═════ Page text ═════

Thursday, November 01, 2007

America the Medicinal.

By the way, apropos of yesterday's item, if you really want to see Big Pharma in action—and also gain a much better sense of why the American cultural landscape represented the ideal medium in which a Pharmocracy could flourish—you might pick up a copy of my old pal and former editor Greg Critser's book, Generation Rx. It's an eye-opener.

Unless, that is, you're so medicated these days that your eyes just won't open anymore.

2 comments:

gregory said...

it's not just america, the faith in medicine thing is global; maybe not so neurotic as the great us of a, but equally compulsive

here in india, doctors blindly prescribe antibiotics, without ever doing a blood test, and if that one doesn't work, they prescribe another one.... sure medicine is cheap and prescriptions aren't necessary to buy from a chemist shop whatever one desire.... and the demand from village people for injections, they are the cure for everything, so it is hoped.... and the medicine is often just dirt in a capsule....

═════ Source material ═════

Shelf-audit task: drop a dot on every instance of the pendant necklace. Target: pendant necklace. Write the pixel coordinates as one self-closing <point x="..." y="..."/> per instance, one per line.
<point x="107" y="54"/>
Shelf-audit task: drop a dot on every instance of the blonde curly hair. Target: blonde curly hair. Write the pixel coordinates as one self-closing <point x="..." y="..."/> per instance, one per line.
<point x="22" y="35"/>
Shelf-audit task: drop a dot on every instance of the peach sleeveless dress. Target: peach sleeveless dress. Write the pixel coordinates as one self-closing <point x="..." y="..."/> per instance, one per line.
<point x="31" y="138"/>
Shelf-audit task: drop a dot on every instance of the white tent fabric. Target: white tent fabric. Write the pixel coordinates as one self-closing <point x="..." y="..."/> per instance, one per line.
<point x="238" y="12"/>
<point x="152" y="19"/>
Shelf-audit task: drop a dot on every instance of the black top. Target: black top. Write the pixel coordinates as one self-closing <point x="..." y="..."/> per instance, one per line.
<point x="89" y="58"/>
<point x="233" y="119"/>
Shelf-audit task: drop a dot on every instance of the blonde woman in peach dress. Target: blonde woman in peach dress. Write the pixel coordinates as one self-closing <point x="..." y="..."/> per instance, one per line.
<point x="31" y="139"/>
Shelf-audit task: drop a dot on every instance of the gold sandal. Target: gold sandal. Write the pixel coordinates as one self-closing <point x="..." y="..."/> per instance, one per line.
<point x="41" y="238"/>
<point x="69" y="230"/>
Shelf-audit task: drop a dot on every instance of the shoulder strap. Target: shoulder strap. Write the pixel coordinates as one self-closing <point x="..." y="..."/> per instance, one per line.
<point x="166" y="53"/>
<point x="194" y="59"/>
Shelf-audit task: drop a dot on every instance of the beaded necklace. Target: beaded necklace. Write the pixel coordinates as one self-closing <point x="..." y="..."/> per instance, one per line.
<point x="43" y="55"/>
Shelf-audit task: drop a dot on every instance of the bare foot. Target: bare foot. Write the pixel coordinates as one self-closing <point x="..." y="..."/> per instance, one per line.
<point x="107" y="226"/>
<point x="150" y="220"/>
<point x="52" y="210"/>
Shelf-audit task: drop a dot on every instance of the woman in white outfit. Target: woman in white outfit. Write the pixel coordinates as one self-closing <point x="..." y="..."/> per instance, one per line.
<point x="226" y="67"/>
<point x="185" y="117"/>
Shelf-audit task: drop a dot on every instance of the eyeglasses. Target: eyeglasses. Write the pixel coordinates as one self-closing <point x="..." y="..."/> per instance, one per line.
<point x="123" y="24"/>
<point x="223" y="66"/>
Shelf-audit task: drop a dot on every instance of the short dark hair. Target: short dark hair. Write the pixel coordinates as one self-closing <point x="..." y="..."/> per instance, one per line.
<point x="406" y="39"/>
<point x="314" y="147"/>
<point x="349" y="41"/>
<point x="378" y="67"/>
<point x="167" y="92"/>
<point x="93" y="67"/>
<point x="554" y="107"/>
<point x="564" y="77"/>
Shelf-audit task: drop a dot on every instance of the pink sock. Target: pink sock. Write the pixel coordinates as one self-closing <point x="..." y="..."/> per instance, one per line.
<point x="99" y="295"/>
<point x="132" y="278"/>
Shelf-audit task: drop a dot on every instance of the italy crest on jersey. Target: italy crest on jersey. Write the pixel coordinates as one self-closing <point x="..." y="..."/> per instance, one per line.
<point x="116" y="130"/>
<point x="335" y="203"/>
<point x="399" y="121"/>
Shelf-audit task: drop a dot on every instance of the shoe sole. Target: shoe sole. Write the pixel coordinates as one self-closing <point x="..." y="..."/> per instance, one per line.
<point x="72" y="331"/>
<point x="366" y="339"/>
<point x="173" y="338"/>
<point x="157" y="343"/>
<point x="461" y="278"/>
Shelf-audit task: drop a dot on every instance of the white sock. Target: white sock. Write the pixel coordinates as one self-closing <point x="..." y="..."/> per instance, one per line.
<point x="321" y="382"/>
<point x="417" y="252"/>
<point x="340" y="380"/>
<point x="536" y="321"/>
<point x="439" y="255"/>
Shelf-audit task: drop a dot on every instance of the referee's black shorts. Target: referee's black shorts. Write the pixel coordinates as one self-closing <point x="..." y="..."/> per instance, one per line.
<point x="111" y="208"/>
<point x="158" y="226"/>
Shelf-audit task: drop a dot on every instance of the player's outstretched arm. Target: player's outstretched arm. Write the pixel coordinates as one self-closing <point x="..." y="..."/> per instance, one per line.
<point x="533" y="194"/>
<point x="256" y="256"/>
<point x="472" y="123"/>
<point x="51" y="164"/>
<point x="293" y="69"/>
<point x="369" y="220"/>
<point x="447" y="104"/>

═════

▶ _What you need to do_:
Please answer these from the blog page:
(a) What book does the post recommend, and who wrote it?
(b) In which country does the commenter say doctors prescribe antibiotics without a blood test?
(c) How many comments does the page list?
The material is separate from the blog page.

▶ _Exercise solution_:
(a) Generation Rx, by Greg Critser
(b) India
(c) 2